Reproduce every one of the lines below word for word, in the same order.

### Provided material
= = = = = = =
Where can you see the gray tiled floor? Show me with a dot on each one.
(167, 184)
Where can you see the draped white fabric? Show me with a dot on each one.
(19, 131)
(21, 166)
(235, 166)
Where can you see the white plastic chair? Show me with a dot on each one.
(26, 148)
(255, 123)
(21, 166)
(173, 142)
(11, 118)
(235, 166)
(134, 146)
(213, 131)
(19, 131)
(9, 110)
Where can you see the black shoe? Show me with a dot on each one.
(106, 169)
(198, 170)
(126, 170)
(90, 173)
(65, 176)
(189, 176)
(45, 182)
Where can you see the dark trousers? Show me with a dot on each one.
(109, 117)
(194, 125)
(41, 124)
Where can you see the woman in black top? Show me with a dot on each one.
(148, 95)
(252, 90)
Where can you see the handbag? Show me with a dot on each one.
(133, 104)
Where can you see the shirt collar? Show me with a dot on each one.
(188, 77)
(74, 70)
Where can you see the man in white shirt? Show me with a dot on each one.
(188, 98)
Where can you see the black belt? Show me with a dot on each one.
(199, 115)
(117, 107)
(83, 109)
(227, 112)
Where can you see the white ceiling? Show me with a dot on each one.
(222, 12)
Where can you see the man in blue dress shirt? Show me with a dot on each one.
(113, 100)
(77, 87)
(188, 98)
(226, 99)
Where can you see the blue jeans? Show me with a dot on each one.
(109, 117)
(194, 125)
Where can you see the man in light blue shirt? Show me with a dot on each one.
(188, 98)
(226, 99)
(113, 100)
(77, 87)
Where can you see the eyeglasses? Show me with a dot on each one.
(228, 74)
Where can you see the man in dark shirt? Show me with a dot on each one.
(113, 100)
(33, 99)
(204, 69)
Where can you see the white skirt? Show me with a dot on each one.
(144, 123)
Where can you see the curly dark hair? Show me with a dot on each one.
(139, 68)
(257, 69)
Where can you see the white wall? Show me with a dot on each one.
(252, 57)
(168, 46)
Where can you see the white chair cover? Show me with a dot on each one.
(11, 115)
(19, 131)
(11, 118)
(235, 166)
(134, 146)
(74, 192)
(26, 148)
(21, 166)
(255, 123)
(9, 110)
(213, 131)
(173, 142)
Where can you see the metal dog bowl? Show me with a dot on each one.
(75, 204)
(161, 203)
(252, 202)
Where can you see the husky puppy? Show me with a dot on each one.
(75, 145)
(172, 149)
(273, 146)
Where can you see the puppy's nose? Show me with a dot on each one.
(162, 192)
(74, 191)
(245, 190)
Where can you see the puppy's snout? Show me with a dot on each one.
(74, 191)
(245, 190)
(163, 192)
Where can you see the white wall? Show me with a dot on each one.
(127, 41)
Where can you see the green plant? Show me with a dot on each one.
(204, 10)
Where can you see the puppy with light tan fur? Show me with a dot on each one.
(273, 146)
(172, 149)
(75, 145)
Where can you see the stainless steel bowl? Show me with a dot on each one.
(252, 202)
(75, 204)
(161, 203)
= = = = = = =
### Solution
Where can you see the gray tiled floor? Show me with a dot on each one.
(167, 184)
Where can you see the draped white fabric? Show me with a dot on each one.
(19, 131)
(21, 166)
(235, 166)
Where can you see the white plastic chair? Show me with a dot on each one.
(26, 148)
(255, 123)
(21, 166)
(173, 142)
(11, 118)
(235, 166)
(134, 146)
(213, 131)
(19, 131)
(9, 110)
Where can you see the black shoe? Show me with a dot on each one.
(106, 169)
(198, 170)
(126, 170)
(90, 173)
(65, 176)
(189, 176)
(45, 182)
Where can you see the dark trousers? Show me with a dot on each one.
(109, 117)
(194, 125)
(41, 124)
Where can you see the woman in black top? Show me with a dot on each one.
(148, 95)
(252, 90)
Where can you see the handbag? Show me with a dot on each one.
(133, 104)
Where can you see the shirt collar? Show me with a dot on each one.
(188, 77)
(74, 70)
Where can you see the man in white shirt? Show me with a dot on each one.
(188, 98)
Where can you see the black belt? Show me with a dot on each one.
(199, 115)
(117, 107)
(83, 109)
(227, 112)
Where can you see the white ceiling? Show me with a dot on each one.
(222, 12)
Where can you see the man in blue dress shirt? Show me with a dot on each one.
(113, 100)
(77, 87)
(188, 98)
(226, 99)
Where can you see the blue jeans? Show me with a dot on each one.
(109, 117)
(194, 125)
Where can you see the man in light blue shirt? Show me with a dot on each one.
(188, 98)
(226, 99)
(113, 100)
(77, 87)
Where can you see the eyeglasses? Show me with a dot on each one.
(228, 74)
Where can you see the man in dark shirt? Show me with a dot on each one.
(113, 100)
(33, 99)
(204, 69)
Where can you see the white skirt? Show me with a dot on each one.
(144, 123)
Where can you see the curly dark hair? Show me with a dot on each one.
(139, 68)
(257, 69)
Where can you see the white wall? Show me with a dot on each one.
(252, 57)
(168, 46)
Where can you see the white chair cover? Show me with a dot on each one.
(11, 115)
(19, 131)
(11, 118)
(235, 166)
(134, 146)
(74, 192)
(26, 148)
(21, 166)
(255, 123)
(9, 110)
(213, 131)
(173, 142)
Where can you see the metal dog bowl? Show me with a dot on each one.
(75, 204)
(161, 203)
(252, 202)
Where can you see the husky puppy? Show me with a dot on each one.
(75, 145)
(172, 149)
(273, 146)
Where can you see the puppy's nose? Show me with a dot on each one.
(162, 192)
(74, 191)
(245, 190)
Where can you see the puppy's snout? Show me with a dot on each one.
(74, 191)
(245, 190)
(163, 192)
Where can you see the white wall? Show me with a dot on each one.
(127, 41)
Where can you see the green plant? Show me with a dot on each one.
(204, 10)
Where can you see the puppy with light tan fur? Show me with a dot on each one.
(273, 146)
(172, 149)
(75, 145)
Where can you see the stainless steel bowl? Show me with a dot on each one.
(252, 202)
(75, 204)
(161, 203)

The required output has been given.